## Exercise goal
Please summarize the ICSR text below in two sentences.

## Text passage
--- --- ---
The International Centre for the Study of Radicalisation
- Successor: Centre for Statecraft and National Security
- Founded: January 2008
- Dissolved: September 2025
- Type: Non-profit think tank
- Location: London;
- Website: icsr.info

= International Centre for the Study of Radicalisation and Political Violence =

The International Centre for the Study of Radicalisation and Political Violence (ICSR) was a non-profit, non-governmental think tank based in the Department of War Studies at King's College London. It obtained some of its funding through the European Union.

The organisation was a partnership of five academic institutions: King's College London, the University of Pennsylvania, the Interdisciplinary Center Herzliya (Israel), the Jordan Institute of Diplomacy, and Georgetown University.

ICSR became known for its research on Islamist militancy, right-wing extremism, and the financing of terrorist networks, as well as for publishing datasets on foreign fighters in Iraq and Syria.
--- --- ---
## Entries shown
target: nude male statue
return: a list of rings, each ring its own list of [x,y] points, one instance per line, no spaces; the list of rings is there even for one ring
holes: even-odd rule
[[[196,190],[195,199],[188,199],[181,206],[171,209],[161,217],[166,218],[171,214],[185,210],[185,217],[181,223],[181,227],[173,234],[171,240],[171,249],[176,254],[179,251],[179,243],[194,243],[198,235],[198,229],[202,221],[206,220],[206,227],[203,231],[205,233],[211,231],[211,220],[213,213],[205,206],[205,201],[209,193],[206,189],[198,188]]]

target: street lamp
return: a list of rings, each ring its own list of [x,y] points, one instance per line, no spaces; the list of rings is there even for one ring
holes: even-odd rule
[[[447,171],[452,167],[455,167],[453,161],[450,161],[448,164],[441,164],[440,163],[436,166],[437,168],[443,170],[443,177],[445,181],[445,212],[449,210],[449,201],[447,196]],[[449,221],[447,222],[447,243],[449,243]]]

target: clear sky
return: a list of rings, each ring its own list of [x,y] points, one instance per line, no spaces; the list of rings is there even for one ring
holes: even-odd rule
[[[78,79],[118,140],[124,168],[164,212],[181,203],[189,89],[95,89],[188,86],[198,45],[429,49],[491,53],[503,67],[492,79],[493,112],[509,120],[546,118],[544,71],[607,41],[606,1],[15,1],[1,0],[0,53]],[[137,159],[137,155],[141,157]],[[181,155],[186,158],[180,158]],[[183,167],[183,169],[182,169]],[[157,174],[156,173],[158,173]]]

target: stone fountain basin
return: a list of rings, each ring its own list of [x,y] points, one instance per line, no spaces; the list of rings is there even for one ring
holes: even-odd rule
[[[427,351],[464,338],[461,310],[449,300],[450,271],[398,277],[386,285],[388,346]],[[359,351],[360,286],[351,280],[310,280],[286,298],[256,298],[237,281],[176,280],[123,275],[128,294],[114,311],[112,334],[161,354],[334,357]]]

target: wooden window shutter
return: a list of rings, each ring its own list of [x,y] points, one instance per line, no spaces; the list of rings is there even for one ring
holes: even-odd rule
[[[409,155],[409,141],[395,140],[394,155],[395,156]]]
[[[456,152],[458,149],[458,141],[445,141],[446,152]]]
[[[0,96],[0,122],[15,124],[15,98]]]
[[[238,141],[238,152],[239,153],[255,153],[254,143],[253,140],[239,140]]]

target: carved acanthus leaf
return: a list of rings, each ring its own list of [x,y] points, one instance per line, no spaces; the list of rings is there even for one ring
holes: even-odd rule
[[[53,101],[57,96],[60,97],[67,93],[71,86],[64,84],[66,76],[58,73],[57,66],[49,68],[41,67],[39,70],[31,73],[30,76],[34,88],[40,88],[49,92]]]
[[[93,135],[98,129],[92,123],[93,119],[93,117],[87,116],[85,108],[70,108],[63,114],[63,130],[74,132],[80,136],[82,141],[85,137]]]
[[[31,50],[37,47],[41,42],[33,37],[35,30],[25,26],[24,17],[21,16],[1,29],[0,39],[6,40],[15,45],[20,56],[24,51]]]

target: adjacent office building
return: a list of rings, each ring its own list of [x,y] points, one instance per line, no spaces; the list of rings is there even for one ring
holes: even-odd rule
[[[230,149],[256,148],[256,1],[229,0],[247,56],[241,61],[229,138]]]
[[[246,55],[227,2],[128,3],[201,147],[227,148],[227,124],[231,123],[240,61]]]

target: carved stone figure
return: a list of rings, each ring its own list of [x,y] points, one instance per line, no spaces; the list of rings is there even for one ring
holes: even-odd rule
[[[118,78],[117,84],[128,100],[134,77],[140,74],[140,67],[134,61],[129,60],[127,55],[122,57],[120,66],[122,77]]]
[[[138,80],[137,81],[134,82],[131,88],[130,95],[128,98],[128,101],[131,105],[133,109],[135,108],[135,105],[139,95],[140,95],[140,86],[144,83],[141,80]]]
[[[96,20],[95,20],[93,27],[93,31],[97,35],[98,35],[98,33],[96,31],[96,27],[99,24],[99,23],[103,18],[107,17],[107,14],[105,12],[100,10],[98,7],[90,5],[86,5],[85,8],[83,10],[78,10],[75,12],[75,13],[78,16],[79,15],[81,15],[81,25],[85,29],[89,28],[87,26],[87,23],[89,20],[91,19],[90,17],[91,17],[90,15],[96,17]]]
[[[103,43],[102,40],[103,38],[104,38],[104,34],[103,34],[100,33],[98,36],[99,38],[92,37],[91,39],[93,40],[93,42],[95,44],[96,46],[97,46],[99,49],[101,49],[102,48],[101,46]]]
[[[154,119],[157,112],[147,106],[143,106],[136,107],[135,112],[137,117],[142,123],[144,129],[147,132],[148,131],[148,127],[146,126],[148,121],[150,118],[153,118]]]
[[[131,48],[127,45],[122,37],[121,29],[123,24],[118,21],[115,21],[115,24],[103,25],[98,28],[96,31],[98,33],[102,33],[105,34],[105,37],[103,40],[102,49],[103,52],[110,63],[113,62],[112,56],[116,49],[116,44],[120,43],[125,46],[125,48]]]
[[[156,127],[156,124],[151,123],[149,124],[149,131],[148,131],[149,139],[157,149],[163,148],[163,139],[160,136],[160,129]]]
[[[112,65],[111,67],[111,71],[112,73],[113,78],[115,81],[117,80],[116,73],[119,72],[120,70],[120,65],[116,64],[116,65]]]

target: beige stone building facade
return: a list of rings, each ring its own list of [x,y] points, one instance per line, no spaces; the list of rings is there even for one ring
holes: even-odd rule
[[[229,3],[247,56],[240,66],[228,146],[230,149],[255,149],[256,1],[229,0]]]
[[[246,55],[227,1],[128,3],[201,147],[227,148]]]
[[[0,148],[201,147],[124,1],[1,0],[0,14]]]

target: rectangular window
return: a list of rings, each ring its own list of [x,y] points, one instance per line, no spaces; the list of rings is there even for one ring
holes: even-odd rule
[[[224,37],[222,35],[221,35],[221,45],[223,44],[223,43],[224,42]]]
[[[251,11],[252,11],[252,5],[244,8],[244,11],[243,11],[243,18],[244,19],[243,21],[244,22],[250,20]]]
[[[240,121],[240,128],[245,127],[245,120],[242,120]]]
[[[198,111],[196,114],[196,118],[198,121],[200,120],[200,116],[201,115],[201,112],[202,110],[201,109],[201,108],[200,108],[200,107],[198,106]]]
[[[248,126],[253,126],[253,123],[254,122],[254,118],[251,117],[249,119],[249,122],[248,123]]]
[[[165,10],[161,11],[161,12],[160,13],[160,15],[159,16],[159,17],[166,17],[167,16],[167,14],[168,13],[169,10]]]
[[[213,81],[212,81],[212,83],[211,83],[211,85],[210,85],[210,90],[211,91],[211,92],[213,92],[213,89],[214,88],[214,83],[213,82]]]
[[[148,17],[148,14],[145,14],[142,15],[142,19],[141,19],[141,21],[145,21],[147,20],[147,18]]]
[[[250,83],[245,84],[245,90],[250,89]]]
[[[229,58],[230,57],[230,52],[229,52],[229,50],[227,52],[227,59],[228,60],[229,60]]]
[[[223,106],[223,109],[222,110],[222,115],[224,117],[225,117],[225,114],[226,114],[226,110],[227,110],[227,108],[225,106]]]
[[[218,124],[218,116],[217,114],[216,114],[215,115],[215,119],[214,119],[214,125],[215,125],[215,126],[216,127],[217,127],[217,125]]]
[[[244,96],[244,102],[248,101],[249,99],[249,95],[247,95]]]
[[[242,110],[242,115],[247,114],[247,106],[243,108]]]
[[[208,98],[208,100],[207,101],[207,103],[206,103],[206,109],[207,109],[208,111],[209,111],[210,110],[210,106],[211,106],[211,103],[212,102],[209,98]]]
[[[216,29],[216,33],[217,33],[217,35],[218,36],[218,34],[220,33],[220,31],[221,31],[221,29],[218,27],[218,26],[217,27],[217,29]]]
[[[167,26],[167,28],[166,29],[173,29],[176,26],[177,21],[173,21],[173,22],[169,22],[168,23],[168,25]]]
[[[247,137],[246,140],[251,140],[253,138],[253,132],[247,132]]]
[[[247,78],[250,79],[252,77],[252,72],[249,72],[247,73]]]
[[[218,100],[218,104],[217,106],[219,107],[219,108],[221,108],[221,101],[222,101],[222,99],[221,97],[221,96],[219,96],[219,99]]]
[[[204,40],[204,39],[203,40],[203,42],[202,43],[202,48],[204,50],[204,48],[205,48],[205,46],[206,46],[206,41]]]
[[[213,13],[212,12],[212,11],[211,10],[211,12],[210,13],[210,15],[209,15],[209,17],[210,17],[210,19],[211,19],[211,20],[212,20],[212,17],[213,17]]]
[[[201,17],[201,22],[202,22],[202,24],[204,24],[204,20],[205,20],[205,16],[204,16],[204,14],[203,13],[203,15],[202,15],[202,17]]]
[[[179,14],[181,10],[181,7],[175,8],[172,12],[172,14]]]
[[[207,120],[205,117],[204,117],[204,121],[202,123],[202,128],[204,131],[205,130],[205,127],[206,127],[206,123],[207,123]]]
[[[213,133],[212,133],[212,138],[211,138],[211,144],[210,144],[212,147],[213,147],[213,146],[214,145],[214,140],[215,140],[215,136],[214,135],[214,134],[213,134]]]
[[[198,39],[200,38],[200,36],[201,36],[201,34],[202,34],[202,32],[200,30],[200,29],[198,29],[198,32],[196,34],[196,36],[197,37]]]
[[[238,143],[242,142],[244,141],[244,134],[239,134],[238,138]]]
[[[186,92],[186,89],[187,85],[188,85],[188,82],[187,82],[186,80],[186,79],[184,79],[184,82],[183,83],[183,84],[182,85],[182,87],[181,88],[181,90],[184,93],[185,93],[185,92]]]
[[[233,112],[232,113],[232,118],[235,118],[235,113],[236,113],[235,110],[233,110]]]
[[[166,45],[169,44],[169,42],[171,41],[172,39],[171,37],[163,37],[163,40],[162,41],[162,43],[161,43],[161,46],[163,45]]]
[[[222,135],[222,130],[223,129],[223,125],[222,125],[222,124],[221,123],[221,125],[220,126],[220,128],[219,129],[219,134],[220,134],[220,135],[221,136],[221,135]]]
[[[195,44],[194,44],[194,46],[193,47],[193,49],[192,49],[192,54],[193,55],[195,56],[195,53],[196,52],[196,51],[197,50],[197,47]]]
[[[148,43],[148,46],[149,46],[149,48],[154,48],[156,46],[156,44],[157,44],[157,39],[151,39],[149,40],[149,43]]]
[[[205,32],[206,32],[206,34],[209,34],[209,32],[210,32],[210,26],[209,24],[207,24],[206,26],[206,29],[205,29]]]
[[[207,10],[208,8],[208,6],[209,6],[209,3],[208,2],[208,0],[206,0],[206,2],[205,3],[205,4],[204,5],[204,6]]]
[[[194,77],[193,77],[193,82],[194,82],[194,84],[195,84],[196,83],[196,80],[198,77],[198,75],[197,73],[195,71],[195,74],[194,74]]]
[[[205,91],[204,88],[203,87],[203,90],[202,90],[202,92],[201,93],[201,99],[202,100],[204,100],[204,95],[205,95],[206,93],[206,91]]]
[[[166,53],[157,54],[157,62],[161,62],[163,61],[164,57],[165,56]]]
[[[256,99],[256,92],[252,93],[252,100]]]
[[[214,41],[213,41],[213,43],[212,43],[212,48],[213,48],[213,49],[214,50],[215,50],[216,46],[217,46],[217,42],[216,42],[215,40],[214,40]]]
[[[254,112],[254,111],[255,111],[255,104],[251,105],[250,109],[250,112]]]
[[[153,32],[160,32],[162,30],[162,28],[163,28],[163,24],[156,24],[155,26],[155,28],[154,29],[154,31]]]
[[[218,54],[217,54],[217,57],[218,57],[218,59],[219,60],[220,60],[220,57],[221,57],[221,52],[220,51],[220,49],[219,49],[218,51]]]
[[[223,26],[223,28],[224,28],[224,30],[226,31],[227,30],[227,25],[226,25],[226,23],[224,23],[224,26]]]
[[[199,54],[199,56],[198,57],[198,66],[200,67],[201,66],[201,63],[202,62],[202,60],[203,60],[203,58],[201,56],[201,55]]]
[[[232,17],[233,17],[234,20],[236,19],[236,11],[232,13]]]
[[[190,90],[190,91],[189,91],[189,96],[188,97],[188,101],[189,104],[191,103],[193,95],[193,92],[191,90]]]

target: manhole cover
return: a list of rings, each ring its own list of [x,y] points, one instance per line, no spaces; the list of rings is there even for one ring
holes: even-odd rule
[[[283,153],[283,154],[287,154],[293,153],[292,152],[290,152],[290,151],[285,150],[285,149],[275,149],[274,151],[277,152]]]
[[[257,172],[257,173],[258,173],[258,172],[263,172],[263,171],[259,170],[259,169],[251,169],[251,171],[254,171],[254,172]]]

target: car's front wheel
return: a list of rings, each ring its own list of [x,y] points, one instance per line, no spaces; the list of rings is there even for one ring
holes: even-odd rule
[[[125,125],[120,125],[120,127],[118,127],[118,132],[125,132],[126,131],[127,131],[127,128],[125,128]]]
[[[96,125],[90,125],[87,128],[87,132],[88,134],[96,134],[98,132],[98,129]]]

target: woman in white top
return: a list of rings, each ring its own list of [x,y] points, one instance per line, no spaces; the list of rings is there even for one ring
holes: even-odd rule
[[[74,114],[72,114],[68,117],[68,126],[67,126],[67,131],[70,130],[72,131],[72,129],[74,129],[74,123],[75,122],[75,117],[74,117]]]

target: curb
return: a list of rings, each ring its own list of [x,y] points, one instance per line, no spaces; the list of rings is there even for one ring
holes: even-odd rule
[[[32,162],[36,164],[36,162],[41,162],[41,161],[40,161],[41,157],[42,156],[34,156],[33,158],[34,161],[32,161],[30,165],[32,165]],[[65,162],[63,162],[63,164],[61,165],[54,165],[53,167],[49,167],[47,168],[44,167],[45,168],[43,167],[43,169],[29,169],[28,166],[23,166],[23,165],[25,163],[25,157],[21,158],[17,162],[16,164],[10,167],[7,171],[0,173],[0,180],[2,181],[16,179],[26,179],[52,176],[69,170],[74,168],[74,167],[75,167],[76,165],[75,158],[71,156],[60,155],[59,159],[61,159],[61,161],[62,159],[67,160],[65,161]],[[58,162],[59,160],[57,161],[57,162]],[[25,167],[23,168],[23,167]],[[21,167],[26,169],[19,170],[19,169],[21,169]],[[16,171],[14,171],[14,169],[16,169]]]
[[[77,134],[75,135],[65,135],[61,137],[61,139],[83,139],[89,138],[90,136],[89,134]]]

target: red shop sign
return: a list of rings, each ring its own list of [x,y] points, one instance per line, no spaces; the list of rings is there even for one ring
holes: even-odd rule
--- --- ---
## The reply
The International Centre for the Study of Radicalisation and Political Violence (ICSR) was a non-profit, non-governmental think tank in the Department of War Studies at King's College London, founded in January 2008 and dissolved in September 2025, and run as a partnership of five academic institutions. It became known for research on Islamist militancy, right-wing extremism, and the financing of terrorist networks, and for publishing datasets on foreign fighters in Iraq and Syria.